*** Begin section ***

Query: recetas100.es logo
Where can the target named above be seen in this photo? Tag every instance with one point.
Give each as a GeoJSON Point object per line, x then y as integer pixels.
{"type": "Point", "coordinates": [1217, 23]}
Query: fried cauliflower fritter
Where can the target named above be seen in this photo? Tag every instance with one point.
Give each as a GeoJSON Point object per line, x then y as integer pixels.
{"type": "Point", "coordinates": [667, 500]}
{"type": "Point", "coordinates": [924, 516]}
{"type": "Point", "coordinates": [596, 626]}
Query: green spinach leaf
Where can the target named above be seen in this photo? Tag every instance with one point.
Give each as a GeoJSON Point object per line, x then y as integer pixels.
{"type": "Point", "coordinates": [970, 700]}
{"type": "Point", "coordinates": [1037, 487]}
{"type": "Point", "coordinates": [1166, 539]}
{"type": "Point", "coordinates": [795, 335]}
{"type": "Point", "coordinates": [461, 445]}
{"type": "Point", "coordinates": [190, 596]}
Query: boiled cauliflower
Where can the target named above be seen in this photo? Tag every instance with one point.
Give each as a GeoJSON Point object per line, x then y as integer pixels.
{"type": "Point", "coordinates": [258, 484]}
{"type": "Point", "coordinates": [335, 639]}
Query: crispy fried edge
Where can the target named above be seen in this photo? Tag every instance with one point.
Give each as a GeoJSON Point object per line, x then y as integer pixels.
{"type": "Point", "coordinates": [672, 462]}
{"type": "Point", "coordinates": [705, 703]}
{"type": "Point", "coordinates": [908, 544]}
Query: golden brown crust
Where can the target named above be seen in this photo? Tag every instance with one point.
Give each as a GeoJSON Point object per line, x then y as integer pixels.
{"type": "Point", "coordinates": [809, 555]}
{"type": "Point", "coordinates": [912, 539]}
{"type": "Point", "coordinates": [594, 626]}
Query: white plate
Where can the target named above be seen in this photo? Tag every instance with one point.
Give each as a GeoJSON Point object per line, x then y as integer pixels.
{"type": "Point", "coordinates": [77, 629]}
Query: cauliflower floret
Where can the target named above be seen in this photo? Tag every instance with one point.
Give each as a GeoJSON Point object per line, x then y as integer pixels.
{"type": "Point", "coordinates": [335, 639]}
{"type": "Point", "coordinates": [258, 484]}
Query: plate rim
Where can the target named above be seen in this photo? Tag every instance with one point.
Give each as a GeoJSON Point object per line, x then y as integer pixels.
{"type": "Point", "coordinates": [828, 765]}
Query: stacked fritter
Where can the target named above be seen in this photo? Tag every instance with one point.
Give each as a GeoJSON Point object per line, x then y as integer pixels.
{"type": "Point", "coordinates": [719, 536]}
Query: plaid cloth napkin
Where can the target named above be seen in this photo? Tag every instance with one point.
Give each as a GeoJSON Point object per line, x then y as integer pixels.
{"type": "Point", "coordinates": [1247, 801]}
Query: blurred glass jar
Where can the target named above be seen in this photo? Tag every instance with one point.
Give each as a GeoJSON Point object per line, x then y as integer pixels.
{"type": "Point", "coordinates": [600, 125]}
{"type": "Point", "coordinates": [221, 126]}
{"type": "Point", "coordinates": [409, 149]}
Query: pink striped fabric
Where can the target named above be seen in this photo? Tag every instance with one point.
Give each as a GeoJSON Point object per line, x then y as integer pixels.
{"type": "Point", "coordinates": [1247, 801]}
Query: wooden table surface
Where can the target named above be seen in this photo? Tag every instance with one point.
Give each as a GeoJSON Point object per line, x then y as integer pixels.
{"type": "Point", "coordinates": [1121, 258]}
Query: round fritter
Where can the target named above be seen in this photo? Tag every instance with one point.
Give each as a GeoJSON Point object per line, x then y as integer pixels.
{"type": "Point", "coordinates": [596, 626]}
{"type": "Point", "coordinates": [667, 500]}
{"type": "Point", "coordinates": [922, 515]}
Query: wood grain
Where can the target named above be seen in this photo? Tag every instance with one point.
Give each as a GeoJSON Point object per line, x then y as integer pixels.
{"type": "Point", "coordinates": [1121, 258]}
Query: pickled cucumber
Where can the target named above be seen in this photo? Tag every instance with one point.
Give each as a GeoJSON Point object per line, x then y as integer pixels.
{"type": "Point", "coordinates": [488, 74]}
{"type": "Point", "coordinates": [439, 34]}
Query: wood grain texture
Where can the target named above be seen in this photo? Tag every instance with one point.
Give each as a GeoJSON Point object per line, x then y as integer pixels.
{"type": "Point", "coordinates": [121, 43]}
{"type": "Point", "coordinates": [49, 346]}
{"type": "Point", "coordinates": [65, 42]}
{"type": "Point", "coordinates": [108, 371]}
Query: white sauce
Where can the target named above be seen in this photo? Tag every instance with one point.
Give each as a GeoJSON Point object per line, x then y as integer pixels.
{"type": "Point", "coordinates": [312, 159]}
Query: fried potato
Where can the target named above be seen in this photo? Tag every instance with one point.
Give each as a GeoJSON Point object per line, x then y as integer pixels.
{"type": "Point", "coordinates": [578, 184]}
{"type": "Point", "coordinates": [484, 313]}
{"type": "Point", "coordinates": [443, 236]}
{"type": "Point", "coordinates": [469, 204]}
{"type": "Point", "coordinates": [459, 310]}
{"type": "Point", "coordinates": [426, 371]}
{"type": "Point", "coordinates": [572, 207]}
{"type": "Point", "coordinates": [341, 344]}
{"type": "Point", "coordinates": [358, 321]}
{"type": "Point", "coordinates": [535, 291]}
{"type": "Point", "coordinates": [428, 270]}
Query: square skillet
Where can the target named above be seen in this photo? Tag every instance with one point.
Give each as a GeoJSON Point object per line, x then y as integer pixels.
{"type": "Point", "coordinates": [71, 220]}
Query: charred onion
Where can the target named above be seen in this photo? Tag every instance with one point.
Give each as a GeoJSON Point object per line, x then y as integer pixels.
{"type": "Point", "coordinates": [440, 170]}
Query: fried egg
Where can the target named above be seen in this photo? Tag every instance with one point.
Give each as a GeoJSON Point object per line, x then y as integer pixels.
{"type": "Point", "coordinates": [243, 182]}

*** End section ***

Action item — If a line appears above, it belongs in your answer, printed exactly.

Worked solution —
Query: recetas100.es logo
Where can the target named above be seen in this photo? Tag every instance with one point.
Give each as a GeoJSON Point object per line, x then y as integer pixels.
{"type": "Point", "coordinates": [1217, 23]}
Query: fried cauliflower fritter
Where can the target named above be seen in this photo? Tag every instance with one point.
Give each as a GeoJSON Point object per line, x then y as integer pixels.
{"type": "Point", "coordinates": [667, 500]}
{"type": "Point", "coordinates": [924, 516]}
{"type": "Point", "coordinates": [596, 626]}
Query: green spinach leaf
Where can the target named above be seen in this photo? Tag every instance with one point.
Give each as a GeoJSON Point object per line, x then y as integer pixels.
{"type": "Point", "coordinates": [970, 700]}
{"type": "Point", "coordinates": [1037, 487]}
{"type": "Point", "coordinates": [1166, 539]}
{"type": "Point", "coordinates": [795, 335]}
{"type": "Point", "coordinates": [461, 445]}
{"type": "Point", "coordinates": [190, 596]}
Query: boiled cauliflower
Where can the target named above be seen in this photo? Tag every instance with one point.
Give each as a GeoJSON Point object per line, x then y as integer pixels.
{"type": "Point", "coordinates": [258, 484]}
{"type": "Point", "coordinates": [335, 639]}
Query: crispy fried edge
Where can the target named above be seen in this photo? Tag every instance with one point.
Give each as a GeoJSON Point object per line, x then y as integer pixels.
{"type": "Point", "coordinates": [672, 462]}
{"type": "Point", "coordinates": [705, 703]}
{"type": "Point", "coordinates": [908, 544]}
Query: golden brown crust
Where can the target named above be seen in this photo? Tag every instance with one point.
Give each as a GeoJSON Point object per line, x then y as integer pixels.
{"type": "Point", "coordinates": [809, 555]}
{"type": "Point", "coordinates": [912, 539]}
{"type": "Point", "coordinates": [594, 626]}
Query: white plate
Where can the target named above be seen in this photo? Tag every instance with one point.
Give each as a GeoJSON Point object per line, x then y as integer pixels.
{"type": "Point", "coordinates": [77, 629]}
Query: cauliflower floret
Where can the target named above be seen in this photo? Tag every instance with one point.
Give each as a GeoJSON Point object per line, x then y as integer pixels.
{"type": "Point", "coordinates": [335, 639]}
{"type": "Point", "coordinates": [258, 484]}
Query: plate rim
Where can the target named above be seen in this photo? Tag every instance with one point.
Give each as a GeoJSON Point object per line, x then y as integer pixels.
{"type": "Point", "coordinates": [828, 765]}
Query: stacked fritter
Where can the target named above be seen in this photo? Tag every instance with one point.
Give each as a GeoJSON Point object per line, x then y as integer pixels.
{"type": "Point", "coordinates": [719, 536]}
Query: plaid cloth napkin
Where can the target named above be seen in this photo? Tag every instance with one point.
Give each as a GeoJSON Point object per line, x then y as integer pixels.
{"type": "Point", "coordinates": [1247, 801]}
Query: blurred glass jar
Where can the target named above be seen in this photo? Tag every instance with one point.
Give each as a GeoJSON Point object per line, x then y as integer pixels.
{"type": "Point", "coordinates": [600, 125]}
{"type": "Point", "coordinates": [221, 126]}
{"type": "Point", "coordinates": [409, 149]}
Query: pink striped fabric
Where can the target named above be seen in this photo? Tag every instance with one point.
Give each as a GeoJSON Point object per line, x then y as integer pixels.
{"type": "Point", "coordinates": [1247, 801]}
Query: wooden table surface
Where can the target named above be seen in this photo? Tag every instance with one point.
Give each as a GeoJSON Point object per line, x then y as integer pixels.
{"type": "Point", "coordinates": [1121, 258]}
Query: round fritter
Where can the target named above be seen in this photo? Tag every instance with one point.
Give each as a GeoJSON Point object per line, x then y as integer pixels.
{"type": "Point", "coordinates": [596, 626]}
{"type": "Point", "coordinates": [667, 500]}
{"type": "Point", "coordinates": [922, 515]}
Query: wood grain
Where can the target named above be seen in this photo? Tag every instance with one point.
Give each as a GeoJSON Point object per line, x then y as integer pixels.
{"type": "Point", "coordinates": [1121, 258]}
Query: pickled cucumber
Where can the target named above be seen in this photo? Tag every instance with one point.
Give each as a GeoJSON Point object per line, x then y as integer pixels.
{"type": "Point", "coordinates": [488, 74]}
{"type": "Point", "coordinates": [439, 34]}
Query: wood grain texture
Where can the target named above be seen in this photo? Tag every instance with one point.
Give each as a GeoJSON Point object per line, x then y as integer pixels.
{"type": "Point", "coordinates": [121, 43]}
{"type": "Point", "coordinates": [49, 346]}
{"type": "Point", "coordinates": [65, 42]}
{"type": "Point", "coordinates": [108, 371]}
Query: white sauce
Where can the target named above be seen in this photo? Tag every instance with one point.
Give each as a GeoJSON Point object per line, x then y as integer pixels.
{"type": "Point", "coordinates": [312, 159]}
Query: fried potato
Where can the target named above be seen in this photo? Tag every instance with one point.
Give each as a GeoJSON Point object per line, x then y as integer pixels.
{"type": "Point", "coordinates": [578, 184]}
{"type": "Point", "coordinates": [484, 313]}
{"type": "Point", "coordinates": [443, 236]}
{"type": "Point", "coordinates": [469, 204]}
{"type": "Point", "coordinates": [459, 310]}
{"type": "Point", "coordinates": [426, 371]}
{"type": "Point", "coordinates": [572, 207]}
{"type": "Point", "coordinates": [341, 344]}
{"type": "Point", "coordinates": [358, 321]}
{"type": "Point", "coordinates": [535, 291]}
{"type": "Point", "coordinates": [428, 270]}
Query: square skillet
Where can the target named above be seen in this photo? Tag every instance with one point.
Give each as a GeoJSON Point object per line, x then y as integer pixels.
{"type": "Point", "coordinates": [71, 220]}
Query: charred onion
Where can the target named above be seen in this photo? Tag every instance with one point.
Give each as a GeoJSON Point object per line, x then y as integer pixels.
{"type": "Point", "coordinates": [440, 170]}
Query: fried egg
Where can the target named above be seen in this photo? Tag every instance with one point.
Give each as a GeoJSON Point object per line, x then y as integer pixels.
{"type": "Point", "coordinates": [243, 182]}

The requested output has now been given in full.